# ROTEK StromerzeugerAUTOMATION



## chipset (25 Februar 2011)

hey leute,
also folgendes,
ich habe ein stromerzeugeraggregat von ROTEK
GD4W-012KW-YD480-BL-YH.
das aggregat hat eine kleine eigensteuerung von MINCO F2 (kenn ich nicht) drin. also jedenfalls möchte ich einen automodus von dem aggregat mittels LOGO! über das MINCO ansteuern.
jetzt ist aber die alleinige stromversorgung die ich habe über eine normale autobatterie (vom aggregat).
ich hab da mal 2 LOGOS! rausgesucht:
Logikmodul LOGO 12/24V 6ED10522MD000BA5 ohne display
Logikmodul LOGO 12/24RC 6ED10521MD000BA5 mit display
bis hierhin kein problem.
aber meine frage ist jetzt (da es in der beschreibung der LOGO!) nicht beschrieben ist, wieviel strom zieht denn die LOGO! (egal eine von beiden). wie gesagt ich habe einfach das problem dass mein hauptversorger eine kfz batterie ist.

::::::::::

> _ZU ERLEDIGEN_: Gib den ganzen Textauszug wortgetreu wieder. Stütze dich allein auf den Textauszug.

> _AUFGEFÜHRTES MATERIAL_:

::::::::::

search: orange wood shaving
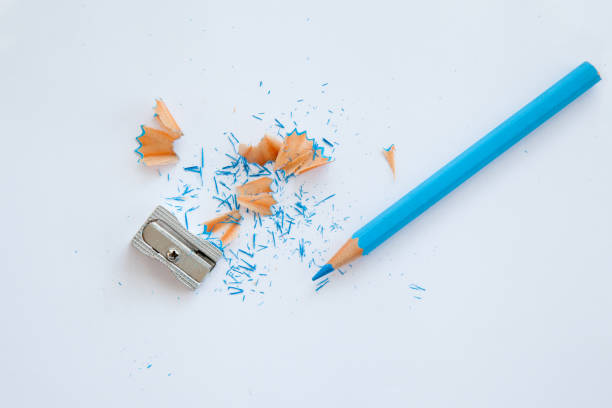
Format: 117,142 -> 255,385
274,130 -> 330,175
136,126 -> 178,166
200,210 -> 242,246
236,193 -> 276,215
154,99 -> 183,139
236,177 -> 272,195
383,145 -> 395,179
200,210 -> 242,232
238,135 -> 282,166
274,130 -> 312,170
221,224 -> 240,246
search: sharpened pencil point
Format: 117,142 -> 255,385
312,264 -> 334,281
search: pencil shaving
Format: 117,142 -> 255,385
200,210 -> 242,246
274,130 -> 331,175
200,210 -> 242,232
221,224 -> 240,246
238,135 -> 282,166
154,99 -> 183,139
136,126 -> 178,166
383,145 -> 395,179
236,177 -> 272,195
136,99 -> 183,166
236,193 -> 276,215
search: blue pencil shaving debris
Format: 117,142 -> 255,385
185,205 -> 200,229
315,278 -> 329,292
152,81 -> 348,305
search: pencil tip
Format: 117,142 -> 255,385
312,264 -> 334,281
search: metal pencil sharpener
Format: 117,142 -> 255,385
132,206 -> 221,289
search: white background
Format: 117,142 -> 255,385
0,0 -> 612,407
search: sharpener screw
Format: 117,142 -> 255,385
166,248 -> 181,262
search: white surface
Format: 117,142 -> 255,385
0,1 -> 612,407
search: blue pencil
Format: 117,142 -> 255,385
312,62 -> 601,280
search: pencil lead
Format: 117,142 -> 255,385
312,264 -> 334,281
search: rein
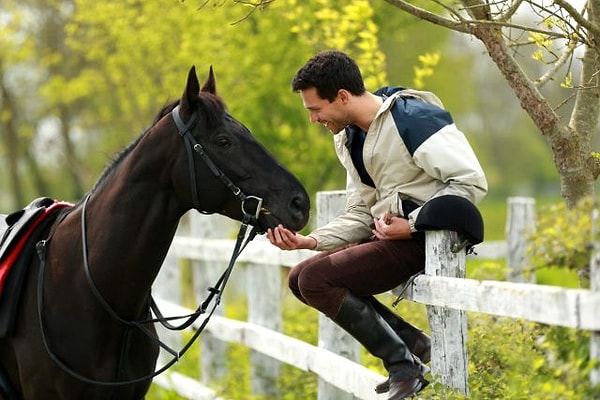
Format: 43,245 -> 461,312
36,106 -> 262,386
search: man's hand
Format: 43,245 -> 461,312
373,214 -> 412,240
267,225 -> 317,250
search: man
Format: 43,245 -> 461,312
267,50 -> 487,400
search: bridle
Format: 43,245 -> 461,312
171,105 -> 262,223
36,105 -> 265,386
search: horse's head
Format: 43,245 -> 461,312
172,67 -> 310,232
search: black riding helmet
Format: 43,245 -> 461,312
415,195 -> 483,246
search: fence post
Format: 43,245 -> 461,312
425,231 -> 469,395
245,263 -> 282,398
317,190 -> 360,400
188,212 -> 236,384
505,197 -> 535,283
590,207 -> 600,386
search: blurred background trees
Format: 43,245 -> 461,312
0,0 -> 560,220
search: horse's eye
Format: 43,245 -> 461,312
215,135 -> 231,149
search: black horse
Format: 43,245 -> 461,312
0,67 -> 309,400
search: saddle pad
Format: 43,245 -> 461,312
0,201 -> 70,296
0,202 -> 72,338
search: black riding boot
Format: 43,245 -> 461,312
366,296 -> 431,364
333,293 -> 429,400
366,296 -> 431,393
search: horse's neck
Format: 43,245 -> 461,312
57,126 -> 185,314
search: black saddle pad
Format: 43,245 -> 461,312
0,203 -> 67,338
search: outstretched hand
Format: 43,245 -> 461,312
267,225 -> 317,250
373,214 -> 412,240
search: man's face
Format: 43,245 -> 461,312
300,87 -> 351,135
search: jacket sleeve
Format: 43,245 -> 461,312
308,171 -> 373,251
409,124 -> 488,231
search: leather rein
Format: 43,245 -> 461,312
36,105 -> 264,386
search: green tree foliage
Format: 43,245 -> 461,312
528,197 -> 600,287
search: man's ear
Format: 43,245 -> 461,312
338,89 -> 350,104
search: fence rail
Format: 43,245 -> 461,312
154,192 -> 600,400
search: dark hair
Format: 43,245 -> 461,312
292,50 -> 366,102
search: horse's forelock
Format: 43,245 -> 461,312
198,92 -> 227,127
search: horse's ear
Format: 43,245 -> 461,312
202,65 -> 217,94
181,65 -> 200,108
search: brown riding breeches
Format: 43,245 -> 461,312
288,239 -> 425,319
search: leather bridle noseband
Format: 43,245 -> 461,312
36,105 -> 265,386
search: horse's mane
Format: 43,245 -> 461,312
92,92 -> 226,197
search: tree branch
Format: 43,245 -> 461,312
534,42 -> 577,88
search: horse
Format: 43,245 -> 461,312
0,66 -> 310,400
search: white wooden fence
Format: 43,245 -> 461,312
154,191 -> 600,400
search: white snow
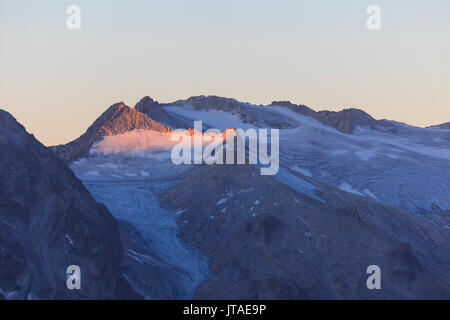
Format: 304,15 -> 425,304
216,198 -> 228,206
339,182 -> 366,197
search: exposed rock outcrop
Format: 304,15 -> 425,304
161,165 -> 450,299
52,102 -> 170,162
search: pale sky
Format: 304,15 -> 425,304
0,0 -> 450,145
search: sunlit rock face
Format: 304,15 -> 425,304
0,110 -> 140,299
52,102 -> 170,162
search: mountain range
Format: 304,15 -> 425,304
0,96 -> 450,299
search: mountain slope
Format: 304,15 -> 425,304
52,102 -> 170,162
161,165 -> 450,299
0,110 -> 139,299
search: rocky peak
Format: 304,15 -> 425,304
0,110 -> 137,299
52,102 -> 170,162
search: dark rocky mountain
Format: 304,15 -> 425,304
161,166 -> 450,299
270,101 -> 395,134
134,96 -> 192,129
0,110 -> 140,299
429,122 -> 450,130
52,102 -> 170,162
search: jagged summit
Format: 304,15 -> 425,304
134,96 -> 186,129
52,102 -> 170,162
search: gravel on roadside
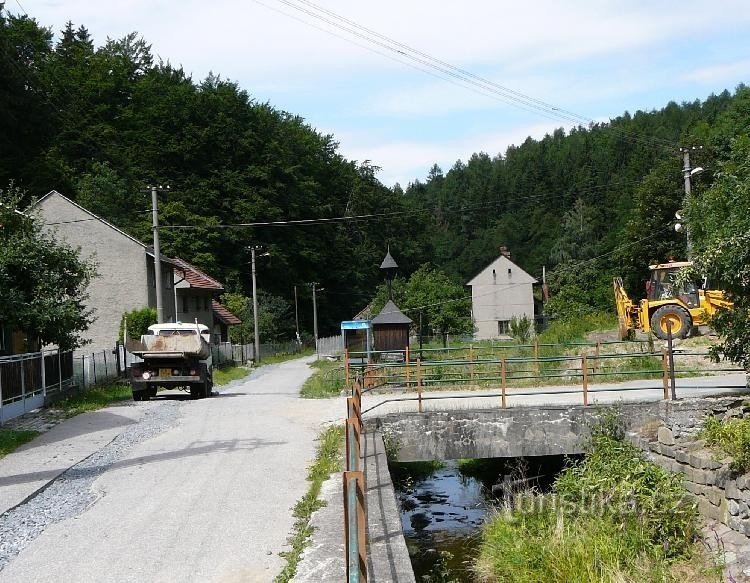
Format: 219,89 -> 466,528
0,401 -> 181,570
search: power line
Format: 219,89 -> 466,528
262,0 -> 677,149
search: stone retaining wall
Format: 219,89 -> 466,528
627,398 -> 750,536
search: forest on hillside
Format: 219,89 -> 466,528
0,16 -> 750,335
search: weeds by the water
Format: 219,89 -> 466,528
699,415 -> 750,473
274,424 -> 344,583
476,418 -> 713,583
55,383 -> 132,417
0,429 -> 39,458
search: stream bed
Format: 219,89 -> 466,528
391,456 -> 576,583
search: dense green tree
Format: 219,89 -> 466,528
0,184 -> 94,349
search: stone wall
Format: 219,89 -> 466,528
627,398 -> 750,536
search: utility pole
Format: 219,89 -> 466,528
250,245 -> 260,364
294,285 -> 301,344
151,186 -> 169,324
680,146 -> 703,261
310,281 -> 320,360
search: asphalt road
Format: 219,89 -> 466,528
0,360 -> 345,583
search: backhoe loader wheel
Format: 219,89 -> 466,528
651,305 -> 693,340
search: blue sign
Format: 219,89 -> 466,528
341,320 -> 372,330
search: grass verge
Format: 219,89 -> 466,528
274,424 -> 344,583
0,429 -> 39,459
300,360 -> 345,399
699,415 -> 750,473
476,418 -> 719,583
55,383 -> 132,417
214,366 -> 250,387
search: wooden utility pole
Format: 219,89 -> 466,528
151,186 -> 169,324
310,281 -> 320,359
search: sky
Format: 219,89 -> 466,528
14,0 -> 750,186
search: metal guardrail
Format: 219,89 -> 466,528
344,377 -> 367,583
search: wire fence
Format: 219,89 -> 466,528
0,350 -> 75,425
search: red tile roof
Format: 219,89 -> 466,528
172,258 -> 224,291
211,300 -> 242,326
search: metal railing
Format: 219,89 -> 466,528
345,343 -> 746,413
0,350 -> 75,425
343,378 -> 367,583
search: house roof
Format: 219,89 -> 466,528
466,255 -> 538,285
31,190 -> 150,249
372,300 -> 412,324
172,257 -> 224,291
211,300 -> 242,326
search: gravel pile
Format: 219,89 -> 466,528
0,401 -> 180,570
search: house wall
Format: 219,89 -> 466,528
471,257 -> 536,340
176,284 -> 214,330
36,194 -> 174,352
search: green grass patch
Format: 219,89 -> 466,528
213,366 -> 250,387
274,424 -> 344,583
55,383 -> 132,417
0,429 -> 39,458
539,312 -> 617,344
300,360 -> 346,399
260,348 -> 315,366
699,415 -> 750,473
476,418 -> 716,583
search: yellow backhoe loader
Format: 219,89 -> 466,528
614,261 -> 732,340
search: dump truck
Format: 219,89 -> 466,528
126,323 -> 213,401
613,261 -> 732,340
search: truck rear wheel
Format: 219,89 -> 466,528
651,304 -> 693,340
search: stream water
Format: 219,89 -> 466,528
391,456 -> 576,583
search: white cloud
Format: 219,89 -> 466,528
335,121 -> 562,186
682,59 -> 750,85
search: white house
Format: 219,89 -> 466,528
466,247 -> 537,340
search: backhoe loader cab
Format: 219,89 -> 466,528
614,261 -> 732,340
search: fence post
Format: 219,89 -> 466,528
591,340 -> 601,372
417,358 -> 422,413
581,351 -> 589,405
667,319 -> 677,401
500,356 -> 507,409
404,344 -> 411,388
469,344 -> 474,384
344,350 -> 351,389
39,350 -> 47,399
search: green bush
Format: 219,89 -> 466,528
476,418 -> 697,583
700,415 -> 750,473
120,307 -> 157,342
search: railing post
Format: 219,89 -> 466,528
404,344 -> 411,388
417,358 -> 422,413
581,351 -> 589,405
500,356 -> 508,409
344,471 -> 367,583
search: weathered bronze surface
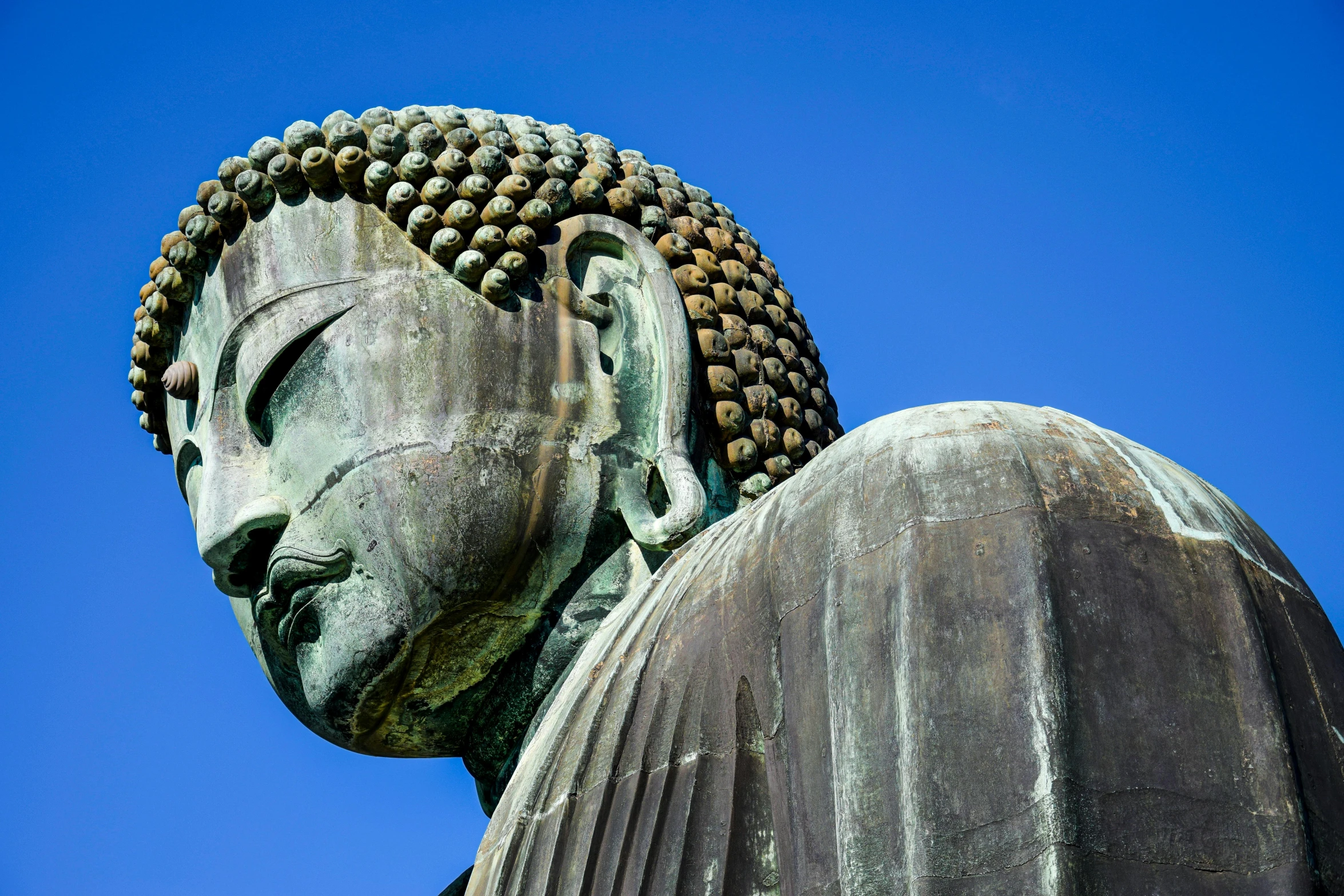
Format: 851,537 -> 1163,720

::::::::::

> _ERGEBNIS_:
# ROTEK StromerzeugerAUTOMATION



## chipset (25 Februar 2011)

hey leute,
also folgendes,
ich habe ein stromerzeugeraggregat von ROTEK
GD4W-012KW-YD480-BL-YH.
das aggregat hat eine kleine eigensteuerung von MINCO F2 (kenn ich nicht) drin. also jedenfalls möchte ich einen automodus von dem aggregat mittels LOGO! über das MINCO ansteuern.
jetzt ist aber die alleinige stromversorgung die ich habe über eine normale autobatterie (vom aggregat).
ich hab da mal 2 LOGOS! rausgesucht:
Logikmodul LOGO 12/24V 6ED10522MD000BA5 ohne display
Logikmodul LOGO 12/24RC 6ED10521MD000BA5 mit display
bis hierhin kein problem.
aber meine frage ist jetzt (da es in der beschreibung der LOGO!) nicht beschrieben ist, wieviel strom zieht denn die LOGO! (egal eine von beiden). wie gesagt ich habe einfach das problem dass mein hauptversorger eine kfz batterie ist.